DATA SECTION -

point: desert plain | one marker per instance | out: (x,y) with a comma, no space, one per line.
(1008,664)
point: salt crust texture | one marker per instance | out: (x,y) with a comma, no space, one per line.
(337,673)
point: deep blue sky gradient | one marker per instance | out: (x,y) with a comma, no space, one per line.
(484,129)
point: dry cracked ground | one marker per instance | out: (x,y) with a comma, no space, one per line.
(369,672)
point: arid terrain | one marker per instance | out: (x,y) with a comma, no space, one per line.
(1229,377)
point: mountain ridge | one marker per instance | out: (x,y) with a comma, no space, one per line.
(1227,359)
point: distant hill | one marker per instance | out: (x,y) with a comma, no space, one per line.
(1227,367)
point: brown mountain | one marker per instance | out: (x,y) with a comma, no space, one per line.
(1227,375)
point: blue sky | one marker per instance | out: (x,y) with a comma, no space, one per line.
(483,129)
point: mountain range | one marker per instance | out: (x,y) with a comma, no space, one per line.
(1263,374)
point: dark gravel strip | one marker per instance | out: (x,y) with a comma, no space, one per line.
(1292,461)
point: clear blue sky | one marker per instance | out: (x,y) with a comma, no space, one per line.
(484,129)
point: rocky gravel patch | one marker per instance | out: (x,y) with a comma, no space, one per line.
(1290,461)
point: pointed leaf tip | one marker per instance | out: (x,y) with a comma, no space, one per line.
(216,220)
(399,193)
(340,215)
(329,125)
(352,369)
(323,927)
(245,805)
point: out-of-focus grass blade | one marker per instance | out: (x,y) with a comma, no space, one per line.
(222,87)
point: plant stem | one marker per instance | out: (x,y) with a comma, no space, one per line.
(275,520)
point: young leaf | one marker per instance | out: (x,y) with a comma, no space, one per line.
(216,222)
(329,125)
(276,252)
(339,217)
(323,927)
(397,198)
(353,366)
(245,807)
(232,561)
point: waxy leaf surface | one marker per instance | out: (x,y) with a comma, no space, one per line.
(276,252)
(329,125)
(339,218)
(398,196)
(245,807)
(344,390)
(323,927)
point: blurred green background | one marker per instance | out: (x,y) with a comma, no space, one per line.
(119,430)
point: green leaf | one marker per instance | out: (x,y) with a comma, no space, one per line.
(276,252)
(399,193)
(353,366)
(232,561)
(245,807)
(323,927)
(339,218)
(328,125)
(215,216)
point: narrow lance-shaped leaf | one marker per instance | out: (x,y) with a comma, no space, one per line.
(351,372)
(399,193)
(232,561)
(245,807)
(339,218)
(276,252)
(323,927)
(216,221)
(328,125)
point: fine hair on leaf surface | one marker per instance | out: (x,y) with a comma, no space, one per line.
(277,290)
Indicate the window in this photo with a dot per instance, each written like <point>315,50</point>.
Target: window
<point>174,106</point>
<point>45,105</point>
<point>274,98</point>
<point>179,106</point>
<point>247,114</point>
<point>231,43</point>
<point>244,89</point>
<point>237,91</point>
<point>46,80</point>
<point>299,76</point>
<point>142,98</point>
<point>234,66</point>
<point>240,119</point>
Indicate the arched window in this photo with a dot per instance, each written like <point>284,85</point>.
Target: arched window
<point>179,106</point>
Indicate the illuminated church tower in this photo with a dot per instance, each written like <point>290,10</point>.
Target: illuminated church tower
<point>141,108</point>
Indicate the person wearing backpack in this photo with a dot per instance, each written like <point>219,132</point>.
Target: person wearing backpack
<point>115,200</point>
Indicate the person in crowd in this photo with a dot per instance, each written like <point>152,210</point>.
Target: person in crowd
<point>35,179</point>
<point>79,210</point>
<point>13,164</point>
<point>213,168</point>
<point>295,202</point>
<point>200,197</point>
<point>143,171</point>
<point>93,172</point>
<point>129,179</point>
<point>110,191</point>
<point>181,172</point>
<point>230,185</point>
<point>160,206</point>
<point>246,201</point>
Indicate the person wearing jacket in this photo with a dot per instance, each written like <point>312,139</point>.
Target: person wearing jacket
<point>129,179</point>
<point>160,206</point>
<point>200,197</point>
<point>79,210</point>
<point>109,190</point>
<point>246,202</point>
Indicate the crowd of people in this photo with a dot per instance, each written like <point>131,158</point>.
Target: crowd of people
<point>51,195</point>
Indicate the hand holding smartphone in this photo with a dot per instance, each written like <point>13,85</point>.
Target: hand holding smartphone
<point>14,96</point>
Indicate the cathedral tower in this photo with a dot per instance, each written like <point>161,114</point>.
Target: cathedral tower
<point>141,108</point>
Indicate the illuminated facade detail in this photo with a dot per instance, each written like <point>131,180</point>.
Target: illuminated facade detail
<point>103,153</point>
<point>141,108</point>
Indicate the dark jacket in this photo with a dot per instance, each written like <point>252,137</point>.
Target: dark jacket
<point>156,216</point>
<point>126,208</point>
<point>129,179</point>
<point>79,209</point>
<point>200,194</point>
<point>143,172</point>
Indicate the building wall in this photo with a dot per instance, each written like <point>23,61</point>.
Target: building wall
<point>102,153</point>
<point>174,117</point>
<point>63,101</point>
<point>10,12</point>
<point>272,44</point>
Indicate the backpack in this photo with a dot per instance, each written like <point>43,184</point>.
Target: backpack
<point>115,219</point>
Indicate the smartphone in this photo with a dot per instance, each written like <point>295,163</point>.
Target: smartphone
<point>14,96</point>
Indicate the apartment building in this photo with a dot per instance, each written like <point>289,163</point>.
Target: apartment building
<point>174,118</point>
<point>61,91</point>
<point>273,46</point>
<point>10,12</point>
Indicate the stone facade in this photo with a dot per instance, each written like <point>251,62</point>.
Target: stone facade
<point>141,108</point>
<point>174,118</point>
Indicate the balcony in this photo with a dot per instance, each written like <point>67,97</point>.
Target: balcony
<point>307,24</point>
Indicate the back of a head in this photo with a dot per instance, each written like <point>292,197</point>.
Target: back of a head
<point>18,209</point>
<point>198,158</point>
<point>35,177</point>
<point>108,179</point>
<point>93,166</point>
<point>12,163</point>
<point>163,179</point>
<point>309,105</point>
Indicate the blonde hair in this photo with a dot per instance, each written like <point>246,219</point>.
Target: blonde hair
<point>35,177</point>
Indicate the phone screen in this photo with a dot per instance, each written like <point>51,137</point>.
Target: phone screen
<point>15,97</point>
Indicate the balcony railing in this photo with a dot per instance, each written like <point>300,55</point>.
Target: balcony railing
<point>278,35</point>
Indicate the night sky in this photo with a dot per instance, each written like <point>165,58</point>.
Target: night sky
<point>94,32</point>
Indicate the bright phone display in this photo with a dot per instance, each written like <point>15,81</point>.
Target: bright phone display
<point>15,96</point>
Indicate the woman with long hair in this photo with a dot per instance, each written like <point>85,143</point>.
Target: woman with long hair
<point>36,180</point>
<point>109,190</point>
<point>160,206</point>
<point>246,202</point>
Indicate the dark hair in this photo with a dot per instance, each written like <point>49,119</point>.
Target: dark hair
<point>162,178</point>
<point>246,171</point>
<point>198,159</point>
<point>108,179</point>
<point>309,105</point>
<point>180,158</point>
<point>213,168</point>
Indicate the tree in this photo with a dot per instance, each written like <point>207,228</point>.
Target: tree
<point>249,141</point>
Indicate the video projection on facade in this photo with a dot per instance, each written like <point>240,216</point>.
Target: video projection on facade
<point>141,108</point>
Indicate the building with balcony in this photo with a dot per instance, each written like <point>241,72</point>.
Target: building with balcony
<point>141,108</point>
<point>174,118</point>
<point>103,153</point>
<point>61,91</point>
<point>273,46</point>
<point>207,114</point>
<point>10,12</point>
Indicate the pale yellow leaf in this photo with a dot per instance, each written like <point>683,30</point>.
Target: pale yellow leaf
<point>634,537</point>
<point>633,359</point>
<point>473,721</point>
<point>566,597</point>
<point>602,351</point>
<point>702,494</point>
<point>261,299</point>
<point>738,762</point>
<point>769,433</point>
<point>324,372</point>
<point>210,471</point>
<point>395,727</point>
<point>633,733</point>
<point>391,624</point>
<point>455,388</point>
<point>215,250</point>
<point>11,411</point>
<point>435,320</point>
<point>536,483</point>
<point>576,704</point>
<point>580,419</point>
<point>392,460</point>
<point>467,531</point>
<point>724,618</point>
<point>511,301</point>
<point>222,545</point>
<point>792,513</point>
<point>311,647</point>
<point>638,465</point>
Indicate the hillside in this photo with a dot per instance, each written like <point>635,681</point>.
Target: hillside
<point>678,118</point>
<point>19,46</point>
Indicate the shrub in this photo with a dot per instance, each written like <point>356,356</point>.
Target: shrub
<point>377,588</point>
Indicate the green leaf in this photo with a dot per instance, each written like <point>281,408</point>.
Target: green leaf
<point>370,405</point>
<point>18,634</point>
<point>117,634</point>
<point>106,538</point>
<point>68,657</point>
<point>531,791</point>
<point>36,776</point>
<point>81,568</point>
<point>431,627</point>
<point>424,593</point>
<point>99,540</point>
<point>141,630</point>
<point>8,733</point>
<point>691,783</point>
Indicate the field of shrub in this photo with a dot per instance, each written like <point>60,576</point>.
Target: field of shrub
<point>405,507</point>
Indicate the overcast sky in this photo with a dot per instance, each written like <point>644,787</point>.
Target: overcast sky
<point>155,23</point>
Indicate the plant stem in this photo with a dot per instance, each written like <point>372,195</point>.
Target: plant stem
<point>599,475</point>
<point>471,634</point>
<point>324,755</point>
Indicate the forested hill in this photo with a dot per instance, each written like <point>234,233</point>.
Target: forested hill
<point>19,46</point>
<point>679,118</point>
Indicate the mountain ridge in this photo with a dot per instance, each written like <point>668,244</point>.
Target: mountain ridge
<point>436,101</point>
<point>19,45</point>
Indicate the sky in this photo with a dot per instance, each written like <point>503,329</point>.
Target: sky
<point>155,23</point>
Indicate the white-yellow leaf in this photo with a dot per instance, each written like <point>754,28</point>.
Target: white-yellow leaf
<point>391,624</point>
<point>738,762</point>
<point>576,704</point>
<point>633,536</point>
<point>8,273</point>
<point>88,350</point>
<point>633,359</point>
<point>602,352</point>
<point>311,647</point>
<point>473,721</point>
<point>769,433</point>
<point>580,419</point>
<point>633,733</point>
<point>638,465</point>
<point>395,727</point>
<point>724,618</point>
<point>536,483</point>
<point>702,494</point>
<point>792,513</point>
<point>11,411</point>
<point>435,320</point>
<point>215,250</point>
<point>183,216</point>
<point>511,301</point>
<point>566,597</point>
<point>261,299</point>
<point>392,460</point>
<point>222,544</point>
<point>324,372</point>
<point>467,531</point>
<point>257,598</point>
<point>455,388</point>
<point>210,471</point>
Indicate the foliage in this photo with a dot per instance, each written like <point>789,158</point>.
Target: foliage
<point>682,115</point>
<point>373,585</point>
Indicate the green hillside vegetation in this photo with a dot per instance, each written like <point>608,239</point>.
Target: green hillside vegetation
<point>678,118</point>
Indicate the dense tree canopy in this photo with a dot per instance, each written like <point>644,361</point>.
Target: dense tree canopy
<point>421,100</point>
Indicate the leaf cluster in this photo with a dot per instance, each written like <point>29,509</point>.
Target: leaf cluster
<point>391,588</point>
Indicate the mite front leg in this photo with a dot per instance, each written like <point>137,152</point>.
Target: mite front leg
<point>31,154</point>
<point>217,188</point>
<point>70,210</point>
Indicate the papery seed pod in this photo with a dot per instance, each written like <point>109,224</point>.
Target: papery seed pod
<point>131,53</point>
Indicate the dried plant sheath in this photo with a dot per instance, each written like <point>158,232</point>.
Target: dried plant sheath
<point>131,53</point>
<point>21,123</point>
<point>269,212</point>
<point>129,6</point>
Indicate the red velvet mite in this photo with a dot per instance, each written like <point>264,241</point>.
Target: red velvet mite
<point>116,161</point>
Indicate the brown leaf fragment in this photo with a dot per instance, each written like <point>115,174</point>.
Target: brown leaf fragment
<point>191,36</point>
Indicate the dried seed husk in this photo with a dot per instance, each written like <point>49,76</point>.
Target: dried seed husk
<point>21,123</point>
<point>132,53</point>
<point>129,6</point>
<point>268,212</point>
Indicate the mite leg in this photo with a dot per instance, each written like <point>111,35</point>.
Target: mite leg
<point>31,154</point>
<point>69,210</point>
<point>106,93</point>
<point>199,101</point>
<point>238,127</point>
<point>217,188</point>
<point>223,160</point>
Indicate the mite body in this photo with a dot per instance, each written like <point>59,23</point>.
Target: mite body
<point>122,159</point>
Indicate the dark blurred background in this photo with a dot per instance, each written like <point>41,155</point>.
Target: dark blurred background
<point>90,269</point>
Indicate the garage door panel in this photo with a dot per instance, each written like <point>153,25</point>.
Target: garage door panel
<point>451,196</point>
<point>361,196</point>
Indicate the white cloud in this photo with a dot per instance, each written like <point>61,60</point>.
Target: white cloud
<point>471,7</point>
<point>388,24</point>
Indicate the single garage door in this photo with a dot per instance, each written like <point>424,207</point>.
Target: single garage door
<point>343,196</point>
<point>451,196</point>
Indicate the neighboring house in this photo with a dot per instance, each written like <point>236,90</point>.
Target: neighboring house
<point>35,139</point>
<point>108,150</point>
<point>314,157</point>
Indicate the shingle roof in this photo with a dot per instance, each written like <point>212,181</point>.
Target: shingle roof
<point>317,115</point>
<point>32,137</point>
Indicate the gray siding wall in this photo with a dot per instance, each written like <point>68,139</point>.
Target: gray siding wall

WHAT THE TASK ASKS - Using the listing above, return word for word each line from the one that has "Indicate the overcast" through the one that has "Indicate the green hillside", and no line outside that range.

TASK ANSWER -
Indicate the overcast sky in this photo with a dot per instance, each written like <point>644,787</point>.
Target: overcast sky
<point>155,23</point>
Indicate the plant stem in this photo with a dot per instance, each written like <point>372,195</point>.
Target: plant stem
<point>599,475</point>
<point>471,634</point>
<point>324,755</point>
Indicate the forested hill in this photo with a dot per instance, each written like <point>234,233</point>.
Target: forested hill
<point>19,46</point>
<point>679,118</point>
Indicate the mountain ridge in this photo with a dot per instance, each written like <point>668,244</point>.
Target: mountain ridge
<point>436,101</point>
<point>19,45</point>
Indicate the sky in this photo with a dot per instance, each written like <point>503,329</point>.
Target: sky
<point>155,23</point>
Indicate the white-yellow leaf in this photo with a dot per instance, each written like <point>754,28</point>.
Target: white-yellow leaf
<point>391,624</point>
<point>738,762</point>
<point>576,704</point>
<point>633,536</point>
<point>8,273</point>
<point>88,350</point>
<point>633,359</point>
<point>602,352</point>
<point>311,647</point>
<point>473,721</point>
<point>769,433</point>
<point>580,419</point>
<point>633,733</point>
<point>638,465</point>
<point>395,727</point>
<point>724,618</point>
<point>536,483</point>
<point>702,494</point>
<point>792,513</point>
<point>11,411</point>
<point>435,320</point>
<point>215,250</point>
<point>183,216</point>
<point>511,301</point>
<point>566,597</point>
<point>261,299</point>
<point>392,460</point>
<point>222,544</point>
<point>324,372</point>
<point>467,531</point>
<point>257,598</point>
<point>455,388</point>
<point>210,471</point>
Indicate the foliage in this photo with a dot per instance, each written like <point>789,158</point>.
Target: foliage
<point>682,115</point>
<point>373,585</point>
Indicate the green hillside vegetation in this photo with a dot per instance, each written like <point>608,239</point>.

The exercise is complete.